**Objective**
Keep the wording of each record exactly the same when you repeat it, and leave out pictures.

**Data to use**
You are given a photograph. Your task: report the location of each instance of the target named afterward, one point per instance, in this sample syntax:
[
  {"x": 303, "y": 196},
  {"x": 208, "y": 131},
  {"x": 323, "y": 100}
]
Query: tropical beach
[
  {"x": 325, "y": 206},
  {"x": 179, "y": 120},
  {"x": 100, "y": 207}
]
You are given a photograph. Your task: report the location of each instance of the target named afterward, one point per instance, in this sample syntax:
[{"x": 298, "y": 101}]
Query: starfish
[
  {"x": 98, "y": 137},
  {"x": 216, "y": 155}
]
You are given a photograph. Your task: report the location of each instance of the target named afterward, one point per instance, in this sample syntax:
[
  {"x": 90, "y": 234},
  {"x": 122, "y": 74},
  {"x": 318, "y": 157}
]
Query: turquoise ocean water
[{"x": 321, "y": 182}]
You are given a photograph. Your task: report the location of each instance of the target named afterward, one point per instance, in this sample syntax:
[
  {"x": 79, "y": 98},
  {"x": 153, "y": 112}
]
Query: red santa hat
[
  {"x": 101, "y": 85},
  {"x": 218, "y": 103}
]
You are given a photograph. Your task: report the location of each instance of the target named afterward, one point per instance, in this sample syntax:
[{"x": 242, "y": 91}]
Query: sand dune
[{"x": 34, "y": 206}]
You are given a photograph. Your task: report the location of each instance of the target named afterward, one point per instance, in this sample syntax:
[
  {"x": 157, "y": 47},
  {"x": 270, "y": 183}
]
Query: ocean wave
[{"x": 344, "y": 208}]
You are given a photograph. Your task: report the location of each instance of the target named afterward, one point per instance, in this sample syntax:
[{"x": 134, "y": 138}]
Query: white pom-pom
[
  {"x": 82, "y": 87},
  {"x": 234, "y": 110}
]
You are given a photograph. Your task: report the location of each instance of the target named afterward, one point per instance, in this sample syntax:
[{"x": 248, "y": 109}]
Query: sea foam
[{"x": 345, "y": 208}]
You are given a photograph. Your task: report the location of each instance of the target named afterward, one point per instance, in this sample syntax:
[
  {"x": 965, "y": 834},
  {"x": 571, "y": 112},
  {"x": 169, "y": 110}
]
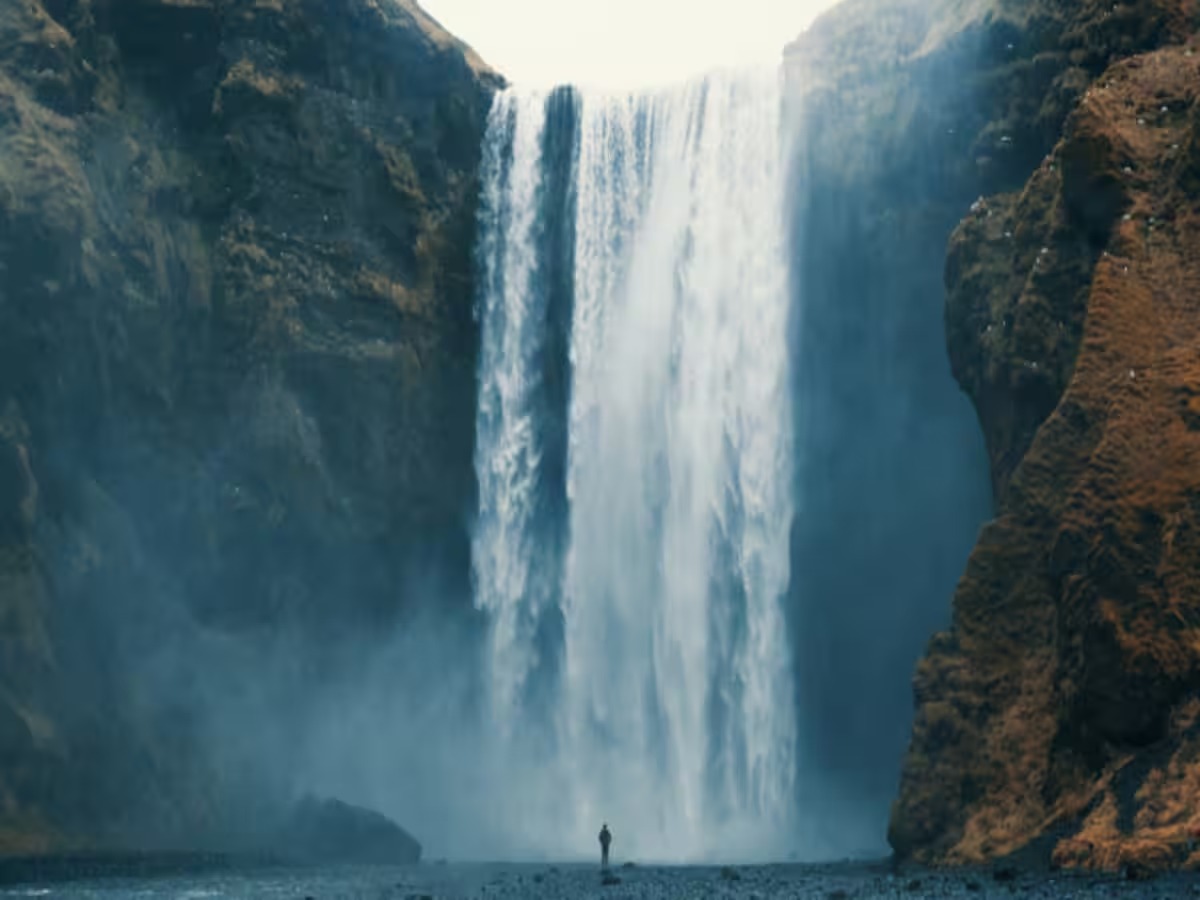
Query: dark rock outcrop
[
  {"x": 237, "y": 369},
  {"x": 335, "y": 832}
]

**Exercise answer**
You are given a photograph. Your task: report the location of each instance of the target named afterward, one point per instance, in this sample syntax:
[
  {"x": 303, "y": 196},
  {"x": 208, "y": 131},
  {"x": 323, "y": 100}
]
Query: tropical beach
[
  {"x": 325, "y": 206},
  {"x": 179, "y": 120},
  {"x": 100, "y": 207}
]
You are given a photograph. Your task: report the location of each instance of the target named afterward, one point per instance, in this sample syntax:
[{"x": 298, "y": 101}]
Query: starfish
[
  {"x": 98, "y": 137},
  {"x": 216, "y": 155}
]
You are given a photograph. Your task: report the location of each instance of the target named afterward, one point per instance, in this sample syntax:
[
  {"x": 90, "y": 234},
  {"x": 122, "y": 74},
  {"x": 318, "y": 157}
]
Query: turquoise ocean water
[{"x": 321, "y": 182}]
You are given a photograph. Your task: report the location of each instance of the target named afterward, one point per instance, in this sample syntax:
[
  {"x": 79, "y": 98},
  {"x": 153, "y": 112}
]
Query: red santa hat
[
  {"x": 101, "y": 85},
  {"x": 218, "y": 103}
]
You are given a photograph. Your task: report the location of each instance of the target named afterward, one point per instance, in this sample syntax:
[{"x": 242, "y": 91}]
Query: sand dune
[{"x": 34, "y": 206}]
You are given a photograph. Your task: report the location of each instance of the target named afterward, one point per instance, in this sample syntax:
[
  {"x": 157, "y": 47},
  {"x": 270, "y": 183}
]
Query: ocean wave
[{"x": 344, "y": 208}]
You are given a photograph. Your task: report the location of each instance of the target named afterward, one point per instance, in this sample syntax:
[{"x": 134, "y": 138}]
Query: white pom-pom
[
  {"x": 82, "y": 87},
  {"x": 234, "y": 110}
]
You are given a photograph. Your task: report the location of each instance of the target named afterward, one point per instance, in this sample syntax:
[{"x": 248, "y": 109}]
Query: sea foam
[{"x": 345, "y": 208}]
You are given a photograph. Your task: report the location of each instance of the target named afterward, one point per instance, in this sample syntax:
[
  {"x": 965, "y": 834},
  {"x": 571, "y": 112},
  {"x": 169, "y": 110}
]
Query: dark rock outcrop
[
  {"x": 237, "y": 369},
  {"x": 335, "y": 832}
]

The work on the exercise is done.